== WHAT YOU HAVE TO DO ==
Please state how many lines of the listing contain the word "house", giving the number by itself.

== EXERCISE MATERIAL ==
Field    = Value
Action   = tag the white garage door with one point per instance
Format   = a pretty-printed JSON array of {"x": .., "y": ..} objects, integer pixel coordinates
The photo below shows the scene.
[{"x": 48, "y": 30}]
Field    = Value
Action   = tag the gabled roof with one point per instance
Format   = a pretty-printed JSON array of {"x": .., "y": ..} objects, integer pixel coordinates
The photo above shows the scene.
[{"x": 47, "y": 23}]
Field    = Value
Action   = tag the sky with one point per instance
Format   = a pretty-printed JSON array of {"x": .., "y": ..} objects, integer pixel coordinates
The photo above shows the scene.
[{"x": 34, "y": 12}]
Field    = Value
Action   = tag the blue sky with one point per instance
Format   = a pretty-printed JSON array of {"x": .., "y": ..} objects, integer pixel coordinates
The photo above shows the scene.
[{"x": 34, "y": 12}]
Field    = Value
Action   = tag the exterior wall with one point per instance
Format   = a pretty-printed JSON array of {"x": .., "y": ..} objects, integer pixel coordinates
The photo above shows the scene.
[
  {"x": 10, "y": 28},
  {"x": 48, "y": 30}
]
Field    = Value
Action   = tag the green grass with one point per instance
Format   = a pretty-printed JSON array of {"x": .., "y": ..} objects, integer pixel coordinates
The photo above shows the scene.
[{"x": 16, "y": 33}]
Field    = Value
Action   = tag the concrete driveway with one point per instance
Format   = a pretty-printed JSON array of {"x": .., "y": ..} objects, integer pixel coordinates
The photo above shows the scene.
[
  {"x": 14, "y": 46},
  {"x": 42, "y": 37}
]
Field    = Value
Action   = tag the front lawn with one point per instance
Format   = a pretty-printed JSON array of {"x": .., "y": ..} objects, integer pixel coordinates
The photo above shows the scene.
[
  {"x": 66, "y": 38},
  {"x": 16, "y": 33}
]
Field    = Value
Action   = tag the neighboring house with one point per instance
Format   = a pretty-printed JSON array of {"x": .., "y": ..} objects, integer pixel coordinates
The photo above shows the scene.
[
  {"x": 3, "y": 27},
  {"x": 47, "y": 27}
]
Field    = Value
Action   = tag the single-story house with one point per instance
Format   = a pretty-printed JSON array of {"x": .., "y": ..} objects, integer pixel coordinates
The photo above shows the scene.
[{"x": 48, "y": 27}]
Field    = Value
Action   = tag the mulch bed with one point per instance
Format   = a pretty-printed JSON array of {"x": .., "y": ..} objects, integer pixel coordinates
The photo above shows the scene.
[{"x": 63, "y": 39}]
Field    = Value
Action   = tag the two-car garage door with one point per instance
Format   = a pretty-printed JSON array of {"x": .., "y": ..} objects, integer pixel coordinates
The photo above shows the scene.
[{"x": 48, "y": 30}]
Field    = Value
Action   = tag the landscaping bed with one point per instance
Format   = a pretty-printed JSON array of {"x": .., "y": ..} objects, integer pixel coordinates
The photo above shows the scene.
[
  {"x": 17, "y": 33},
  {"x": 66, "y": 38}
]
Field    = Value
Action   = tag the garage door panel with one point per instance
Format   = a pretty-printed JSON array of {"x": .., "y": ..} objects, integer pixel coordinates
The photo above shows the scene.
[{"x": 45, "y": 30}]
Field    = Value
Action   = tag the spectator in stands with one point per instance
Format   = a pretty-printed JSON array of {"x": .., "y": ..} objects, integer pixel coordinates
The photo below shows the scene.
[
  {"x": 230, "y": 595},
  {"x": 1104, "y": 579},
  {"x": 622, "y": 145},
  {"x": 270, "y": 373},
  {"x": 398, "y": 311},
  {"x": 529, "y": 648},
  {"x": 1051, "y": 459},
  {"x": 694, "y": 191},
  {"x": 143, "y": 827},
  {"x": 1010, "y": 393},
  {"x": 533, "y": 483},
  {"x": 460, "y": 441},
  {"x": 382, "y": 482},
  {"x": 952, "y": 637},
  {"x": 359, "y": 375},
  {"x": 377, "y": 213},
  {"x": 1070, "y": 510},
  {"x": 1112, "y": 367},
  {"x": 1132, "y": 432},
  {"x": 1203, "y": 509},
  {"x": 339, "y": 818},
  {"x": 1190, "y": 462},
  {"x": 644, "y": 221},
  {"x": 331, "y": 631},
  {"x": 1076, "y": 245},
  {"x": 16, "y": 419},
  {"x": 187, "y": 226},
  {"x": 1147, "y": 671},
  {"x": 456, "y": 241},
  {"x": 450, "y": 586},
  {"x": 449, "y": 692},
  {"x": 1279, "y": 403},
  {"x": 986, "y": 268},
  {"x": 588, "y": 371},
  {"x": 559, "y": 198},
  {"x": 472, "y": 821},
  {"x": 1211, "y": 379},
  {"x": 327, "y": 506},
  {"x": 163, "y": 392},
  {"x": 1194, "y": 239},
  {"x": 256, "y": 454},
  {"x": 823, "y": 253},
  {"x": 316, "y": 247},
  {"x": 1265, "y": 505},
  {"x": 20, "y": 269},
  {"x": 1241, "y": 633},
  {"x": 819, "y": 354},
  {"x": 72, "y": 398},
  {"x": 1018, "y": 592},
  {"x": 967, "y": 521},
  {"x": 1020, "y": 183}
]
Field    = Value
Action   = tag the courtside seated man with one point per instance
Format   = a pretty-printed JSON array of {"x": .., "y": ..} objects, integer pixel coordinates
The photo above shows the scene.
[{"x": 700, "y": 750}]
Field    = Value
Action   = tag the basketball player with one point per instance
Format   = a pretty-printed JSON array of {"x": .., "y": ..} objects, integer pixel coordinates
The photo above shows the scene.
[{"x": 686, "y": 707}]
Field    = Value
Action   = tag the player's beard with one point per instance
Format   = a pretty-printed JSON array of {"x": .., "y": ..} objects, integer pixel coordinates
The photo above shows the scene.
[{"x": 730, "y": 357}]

== OUTPUT BELOW ==
2